#### EXERCISE DIRECTIONS:
Please output the data exactly, minus pictures.

Top of EXCERPTED DATA

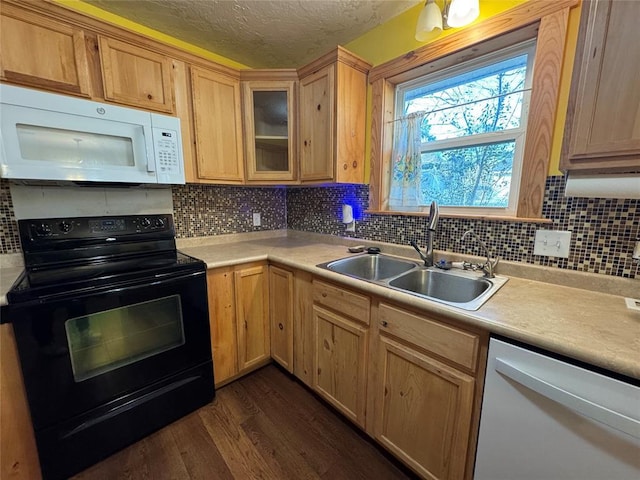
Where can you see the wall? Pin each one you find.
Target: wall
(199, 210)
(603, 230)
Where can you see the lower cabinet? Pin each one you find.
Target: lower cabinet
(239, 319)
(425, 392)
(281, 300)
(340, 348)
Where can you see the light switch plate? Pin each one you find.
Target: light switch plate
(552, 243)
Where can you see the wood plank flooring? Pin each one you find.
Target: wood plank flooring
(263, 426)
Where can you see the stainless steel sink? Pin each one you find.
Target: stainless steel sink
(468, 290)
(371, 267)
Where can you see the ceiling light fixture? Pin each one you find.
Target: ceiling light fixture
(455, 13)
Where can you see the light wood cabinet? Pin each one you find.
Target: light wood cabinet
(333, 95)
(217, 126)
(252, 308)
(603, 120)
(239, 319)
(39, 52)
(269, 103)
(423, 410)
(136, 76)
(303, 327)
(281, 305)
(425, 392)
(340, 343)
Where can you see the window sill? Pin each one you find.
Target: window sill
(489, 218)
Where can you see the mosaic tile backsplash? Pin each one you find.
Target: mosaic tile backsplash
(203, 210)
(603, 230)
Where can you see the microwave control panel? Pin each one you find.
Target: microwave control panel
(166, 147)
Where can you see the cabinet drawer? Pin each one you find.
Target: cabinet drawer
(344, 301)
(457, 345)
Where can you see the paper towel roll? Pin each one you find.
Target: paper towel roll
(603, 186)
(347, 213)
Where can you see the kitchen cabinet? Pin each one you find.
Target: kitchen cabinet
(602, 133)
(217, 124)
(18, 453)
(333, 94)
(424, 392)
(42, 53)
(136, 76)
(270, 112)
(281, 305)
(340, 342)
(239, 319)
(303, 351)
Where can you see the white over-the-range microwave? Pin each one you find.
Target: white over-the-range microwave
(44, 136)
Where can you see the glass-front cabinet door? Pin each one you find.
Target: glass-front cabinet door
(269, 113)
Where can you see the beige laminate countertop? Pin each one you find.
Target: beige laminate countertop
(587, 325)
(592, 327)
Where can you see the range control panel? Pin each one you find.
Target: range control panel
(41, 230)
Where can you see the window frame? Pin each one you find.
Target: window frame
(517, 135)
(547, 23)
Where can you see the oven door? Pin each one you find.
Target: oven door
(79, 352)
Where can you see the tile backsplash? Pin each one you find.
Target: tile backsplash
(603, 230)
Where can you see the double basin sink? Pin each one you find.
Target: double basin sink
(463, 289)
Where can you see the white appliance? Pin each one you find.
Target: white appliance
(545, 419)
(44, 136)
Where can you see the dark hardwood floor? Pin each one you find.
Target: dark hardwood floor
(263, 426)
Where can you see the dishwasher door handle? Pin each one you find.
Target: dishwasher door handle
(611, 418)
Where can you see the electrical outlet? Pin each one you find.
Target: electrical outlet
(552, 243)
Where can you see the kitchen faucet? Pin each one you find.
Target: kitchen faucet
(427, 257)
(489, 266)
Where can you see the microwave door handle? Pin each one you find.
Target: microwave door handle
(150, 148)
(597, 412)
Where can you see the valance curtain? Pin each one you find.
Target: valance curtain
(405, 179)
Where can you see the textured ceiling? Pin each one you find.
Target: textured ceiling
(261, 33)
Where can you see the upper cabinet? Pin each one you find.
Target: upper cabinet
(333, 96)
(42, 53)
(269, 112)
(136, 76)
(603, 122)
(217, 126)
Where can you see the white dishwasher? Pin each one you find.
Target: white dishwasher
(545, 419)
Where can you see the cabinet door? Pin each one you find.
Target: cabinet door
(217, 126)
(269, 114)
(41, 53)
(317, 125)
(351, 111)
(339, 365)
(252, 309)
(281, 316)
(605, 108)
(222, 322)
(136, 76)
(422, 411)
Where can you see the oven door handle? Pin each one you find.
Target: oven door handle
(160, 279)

Bottom of EXCERPTED DATA

#### EXERCISE SOLUTION:
Where can you see the wall? Pin each one you find.
Target: wall
(199, 210)
(603, 230)
Where can you see the lower cabinet? Pin each one you find.
Target: lower cabinet
(239, 319)
(425, 392)
(281, 300)
(340, 348)
Where can you see the light switch plate? Pin each one you find.
Target: light switch plate
(552, 243)
Where can you see the wood plank flooring? Pin each one you find.
Target: wood plank flooring
(263, 426)
Where can you see the stainless steel sink? Pin each one you find.
Target: stainless steel sink
(468, 290)
(371, 267)
Where can you see the ceiling light fixture? Pin each one you find.
Target: ceiling light fixture
(455, 13)
Where can you see the light wood cabinet? Pin each one you find.
Target: light wood cabinet
(333, 95)
(217, 126)
(252, 308)
(603, 120)
(239, 319)
(39, 52)
(269, 103)
(423, 410)
(136, 76)
(303, 327)
(281, 305)
(425, 392)
(340, 343)
Where can you see the window sill? Pin each one you find.
Target: window sill
(489, 218)
Where can you see the mosaic tile backsplash? Pin each one you find.
Target: mosaic tile backsplash
(203, 210)
(603, 230)
Where can you see the microwave control panel? Pin each one you find.
Target: microwave control panel
(166, 147)
Where can you see the cabinet drawer? Pin each one you find.
Target: cabinet drawer
(344, 301)
(457, 345)
Where can you see the paper towel roll? Pin each one you find.
Target: paper towel roll
(603, 186)
(347, 213)
Where can you see the kitchen cabinet? Pin each one you find.
Target: kitchen cabinet
(602, 133)
(217, 124)
(18, 453)
(333, 94)
(424, 392)
(42, 53)
(136, 76)
(270, 112)
(281, 305)
(340, 342)
(239, 319)
(303, 351)
Where can you see the white over-the-range microwave? Pin each one you find.
Target: white over-the-range microwave
(44, 136)
Where can you see the glass-front cabinet door? Pin each one you find.
Target: glass-front cabinet door
(269, 113)
Where can you see the beige laminate countertop? Pin each one you find.
Target: beige laminate countertop
(587, 325)
(592, 327)
Where can you see the range control panel? Pin each one you find.
Target: range control panel
(41, 230)
Where can you see the window frame? Pin each one you find.
Target: window frame
(517, 135)
(547, 23)
Where can you see the oven door? Pin each one you find.
Target: oven door
(79, 352)
Where can you see the tile backsplash? Pin each one you find.
Target: tile backsplash
(603, 230)
Where can you see the double basin sink? Pin each one you find.
Target: double basin sink
(463, 289)
Where can you see the white appliance? Pin each one you find.
Target: white appliance
(545, 419)
(44, 136)
Where can you see the dark hardwood floor? Pin each one you find.
Target: dark hardwood floor
(263, 426)
Where can you see the dishwasher door handle? Pin each one you find.
Target: dishwasher door handle
(611, 418)
Where can you see the electrical outlet? Pin each one you find.
Target: electrical outlet
(552, 243)
Where can you see the kitchen faucet? Pin each one you find.
Target: kitchen faucet
(427, 257)
(489, 266)
Where can you see the microwave door handle? Pin each one you find.
Target: microwave door handle
(150, 148)
(597, 412)
Where can you see the valance curtain? Pin each one you find.
Target: valance curtain
(405, 179)
Where can you see the textured ceiling? Pin each one you find.
Target: textured ceiling
(261, 33)
Where can you see the upper cabinet? Pin each one you find.
Target: upper cabinet
(333, 96)
(42, 53)
(269, 112)
(136, 76)
(603, 122)
(217, 126)
Where can you see the white dishwasher? Pin each one you find.
Target: white dishwasher
(545, 419)
Where can you see the cabinet door? Pin each one you find.
Target: cabinet door
(217, 126)
(269, 114)
(41, 53)
(317, 125)
(351, 111)
(339, 365)
(252, 309)
(281, 316)
(605, 108)
(222, 322)
(136, 76)
(422, 411)
Where can you see the oven door handle? Pin each one you find.
Target: oven door handle
(160, 279)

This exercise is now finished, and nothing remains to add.